─── Information

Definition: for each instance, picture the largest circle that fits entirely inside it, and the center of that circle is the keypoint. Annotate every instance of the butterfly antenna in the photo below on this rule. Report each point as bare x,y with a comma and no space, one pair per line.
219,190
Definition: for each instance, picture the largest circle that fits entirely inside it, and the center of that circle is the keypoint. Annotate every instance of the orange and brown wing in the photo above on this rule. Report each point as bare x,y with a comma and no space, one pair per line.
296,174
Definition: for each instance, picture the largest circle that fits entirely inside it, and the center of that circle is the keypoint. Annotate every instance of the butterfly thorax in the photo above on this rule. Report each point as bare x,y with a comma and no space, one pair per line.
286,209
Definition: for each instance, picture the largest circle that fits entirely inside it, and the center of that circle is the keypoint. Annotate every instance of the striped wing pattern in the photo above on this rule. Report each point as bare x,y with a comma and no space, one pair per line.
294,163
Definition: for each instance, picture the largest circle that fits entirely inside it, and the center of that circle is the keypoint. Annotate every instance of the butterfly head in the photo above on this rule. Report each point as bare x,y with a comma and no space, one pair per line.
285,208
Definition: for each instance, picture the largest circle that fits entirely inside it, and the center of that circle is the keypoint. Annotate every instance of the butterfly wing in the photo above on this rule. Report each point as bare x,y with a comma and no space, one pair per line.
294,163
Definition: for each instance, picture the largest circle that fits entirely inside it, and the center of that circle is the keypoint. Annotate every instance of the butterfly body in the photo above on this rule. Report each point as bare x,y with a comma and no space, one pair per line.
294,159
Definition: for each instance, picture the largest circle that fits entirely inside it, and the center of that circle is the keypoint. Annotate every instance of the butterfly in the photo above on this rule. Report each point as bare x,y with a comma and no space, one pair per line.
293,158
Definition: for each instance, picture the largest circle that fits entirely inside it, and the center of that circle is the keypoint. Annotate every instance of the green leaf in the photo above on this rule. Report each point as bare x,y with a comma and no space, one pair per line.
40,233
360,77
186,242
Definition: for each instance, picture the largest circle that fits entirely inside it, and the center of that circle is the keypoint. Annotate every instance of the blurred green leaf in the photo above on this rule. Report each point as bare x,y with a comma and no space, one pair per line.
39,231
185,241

──────

__Activity__. An exact copy of every entry above is required.

__Solved exercise__.
Definition: for each instance, picture the largest circle that fits entirely inside it, and the center of that circle is the keypoint. Annotate every instance of the butterfly antenna in the photo below on this rule. Report each point as bare x,y with a comma and no space, one pair per line.
219,190
Definition: for each instance, picture the largest circle that fits entirely inside it, and the center of that circle is the keypoint. Annotate every instance of the orange and brown wing in the photo above on this rule. Report each point as bare x,y with a comma and no space, one pair per line.
296,174
Definition: for each instance, picture the largest circle that fits entirely inside it, and the center of that circle is the keypoint. Annotate every instance of the butterfly thorax in the photo above on this rule. Report each point as bare x,y with a comma and no space, one pair per line.
286,209
Definition: for each instance, picture the largest circle that fits entirely inside it, and the center of that circle is the keypoint. Annotate every instance of the striped wing pattern in the photo above on this rule. Report each point as bare x,y with a comma and no space, one pair per line.
294,163
Definition: for each instance, picture the largest circle that fits entirely inside it, and the center of that circle is the keypoint. Annotate every instance of the butterfly head in the photo above on this rule. Report each point as bare x,y with a comma and no space, one pair per line.
285,208
Definition: for each instance, picture the largest circle that fits entirely inside it, and the center of that circle is the keypoint. Annotate every instance of the butterfly wing in the photo above on this rule. Report each point as bare x,y with a comma and no space, one pair per line.
294,163
Definition: for each instance, picture the largest circle that fits entirely inside it, and the center of that circle is the keypoint. Annotate every instance of the butterfly body in the photo above on this rule. Report each point as bare x,y with a comma and no space, one pair per line.
294,159
Definition: for each instance, picture the largest circle that fits entirely inside it, and the center of that circle is the keypoint. Annotate every instance of the butterfly in the photo above on this rule. Report each point as bare x,y with a comma and no space, one pair per line.
293,158
Definition: for each instance, picture the largest circle that fits entirely inside it, and the center of that circle is the keypoint. Annotate every instance of the green leaf in the photo above on this rule. Report each point as bare x,y with a comma and no space, one pair per line.
40,233
360,77
186,242
Definition: for each instance, picture the largest circle that fits entirely inside it, and the center of that circle is the keypoint. Annotate every instance of the blurred green leaf in the photo above on this rule. Report each point as bare x,y with a comma and no space, one pair per line.
39,231
185,241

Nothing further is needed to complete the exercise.